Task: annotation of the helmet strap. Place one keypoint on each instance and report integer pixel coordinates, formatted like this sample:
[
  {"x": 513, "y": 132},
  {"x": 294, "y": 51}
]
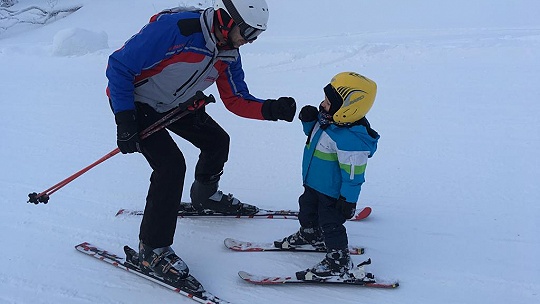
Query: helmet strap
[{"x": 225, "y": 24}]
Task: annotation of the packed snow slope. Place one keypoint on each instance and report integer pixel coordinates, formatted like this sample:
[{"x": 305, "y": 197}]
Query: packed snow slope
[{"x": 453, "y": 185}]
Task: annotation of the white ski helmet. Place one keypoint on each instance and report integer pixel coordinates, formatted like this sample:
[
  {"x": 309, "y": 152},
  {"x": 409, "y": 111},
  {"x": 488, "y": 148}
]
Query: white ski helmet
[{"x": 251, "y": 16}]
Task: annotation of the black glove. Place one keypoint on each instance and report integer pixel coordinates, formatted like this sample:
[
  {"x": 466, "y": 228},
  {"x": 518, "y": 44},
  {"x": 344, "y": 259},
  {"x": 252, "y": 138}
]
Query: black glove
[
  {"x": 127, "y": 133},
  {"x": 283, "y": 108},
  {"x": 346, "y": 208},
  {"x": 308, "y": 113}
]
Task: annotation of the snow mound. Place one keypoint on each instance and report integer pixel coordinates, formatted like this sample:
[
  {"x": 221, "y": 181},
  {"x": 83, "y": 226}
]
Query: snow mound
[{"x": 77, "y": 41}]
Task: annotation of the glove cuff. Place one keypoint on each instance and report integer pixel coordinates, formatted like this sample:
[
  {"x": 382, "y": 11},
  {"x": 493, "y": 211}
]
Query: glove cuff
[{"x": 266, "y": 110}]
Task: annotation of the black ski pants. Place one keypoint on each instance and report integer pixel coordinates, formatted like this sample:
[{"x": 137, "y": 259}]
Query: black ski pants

-*-*-

# What you should do
Rewrite the listing above with every "Place one keypoint" changed to "Mark one point" and nothing else altered. Omit the pictures.

# The solution
Task: annotation of the helmet strap. Mark one point on each instance and report integer pixel coordinates, formatted like this sample:
[
  {"x": 513, "y": 132},
  {"x": 294, "y": 51}
]
Query: helmet strap
[{"x": 225, "y": 24}]
Task: annotation of the packed snow slope. Mark one point on each instance and report integer pixel coordinates, formatted like this sample:
[{"x": 305, "y": 197}]
Query: packed snow slope
[{"x": 453, "y": 185}]
Task: annotation of the white ski helmet. Mark one point on each instance and report integer pixel coordinates, formatted like this sample:
[
  {"x": 309, "y": 152},
  {"x": 409, "y": 111},
  {"x": 488, "y": 148}
]
Query: white ski helmet
[{"x": 251, "y": 16}]
Task: annotation of the black glove. Mark one point on each instance and report integer pixel coordinates, formatted like this sample:
[
  {"x": 466, "y": 228},
  {"x": 518, "y": 44},
  {"x": 344, "y": 259},
  {"x": 252, "y": 138}
]
Query: black glove
[
  {"x": 127, "y": 133},
  {"x": 283, "y": 108},
  {"x": 346, "y": 208},
  {"x": 308, "y": 113}
]
Task: annotation of the snow mound. Mark one point on each instance and report integer pixel coordinates, formatted like this sample:
[
  {"x": 221, "y": 181},
  {"x": 83, "y": 226}
]
Query: snow mound
[{"x": 77, "y": 41}]
Task: annotation of the glove cuff. Mark one point on each instance and report integer pixel coordinates, formatted like this sample:
[
  {"x": 382, "y": 11},
  {"x": 493, "y": 211}
]
Query: glove cuff
[{"x": 266, "y": 110}]
Task: annotation of the black ski pants. Mark one point on each instance and report integer pixel coordinates, formatted like this sample:
[{"x": 137, "y": 259}]
Query: black ski pants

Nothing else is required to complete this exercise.